Leah Yerpe is an American artist most well-known for her, primarily black-and-white, drawings of people. Yerpe's drawings often include figures that appear to be falling or tumbling down the page. She currently lives and works in Brooklyn, NY.

Early life 
Yerpe was born and raised in Cattaraugus County, NY. She grew up around farms in western New York. The subjects of her early drawings were often drawn from the natural world she experienced in her youth.

Education 
Yerpe attended the State University of New York at Fredonia, Fredonia, NY. She graduated summa cum laude in 2007 with a B.F.A. in Painting and Drawing and a Minor in Art History.

For her graduate studies, Yerpe attended the Pratt Institute in Brooklyn, NY. She earned her M.F.A. in Painting and Drawing in 2009.

Work 
Yerpe's drawings are often sized to human scale. Her drawings regularly take hundreds of hours to complete, refining details as fine as individual hairs. Daniel Maidman of HuffPost has described Yerpe as "an artist of this extraordinarily rare type" and her work as "ultracrisp, high contrast, supercool."

☆ ☆ ☆ ☆ ☆

LIST OF TASKS =>
• 1. Change "black-and-white" to "monochrome" in the part of the Leah Yerpe text that opens with the words containing "Leah Yerpe is" and closes with "works in Brooklyn, NY.", and write out that part.
• 2. Go on with the text about Leah Yerpe from where it stops.
The lines that come next are from a different source than the text about Leah Yerpe.

DATA SHOWN =>

☆ ☆ ☆ ☆ ☆

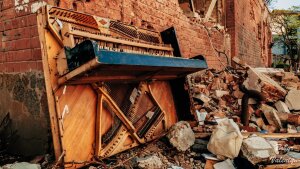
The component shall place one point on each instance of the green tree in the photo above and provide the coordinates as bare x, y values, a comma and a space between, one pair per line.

☆ ☆ ☆ ☆ ☆

ANSWERS TO THE PROBLEMS =>
• 1.
Leah Yerpe is an American artist most well-known for her, primarily monochrome, drawings of people. Yerpe's drawings often include figures that appear to be falling or tumbling down the page. She currently lives and works in Brooklyn, NY.

• 2.
Exhibitions

Solo exhibitions

2016 
 Levitation, Anna Zorina Gallery, New York City

2014 
 Constellations, Purdue University, West Lafayette, IN
 Stellify, Dillon Gallery, New York City

2013 
 Stellify, The Gallery at Le Poisson Rouge, New York City

2012 
 Infinitum, Dacia Gallery, New York City

2011 
 Illumination, Dacia Gallery, New York City

2010 
 Lost in Space, Weeks Gallery, Olean, NY

2009 
 Leah Yerpe: Thesis Exhibition, Pratt Studios Gallery, Brooklyn, NY

2004 
 Images in Black and White, Jamestown Community College, Olean, NY

Group exhibitions

2017 
 Summer Cool, Anna Zorina Gallery, New York City
 Upbeat, Anna Zorina Gallery, New York City

2016 
 Summer Hours, Anna Zorina Gallery, New York City
 A Fine Line: Masterwork Drawings, Paul Mahder Gallery, Healdsburg, CA
 Art on Paper, art fair, New York City
 Winter Tales, Anna Zorina Gallery, New York City

References

External links 
Personal website
Instagram profile

Year of birth missing (living people)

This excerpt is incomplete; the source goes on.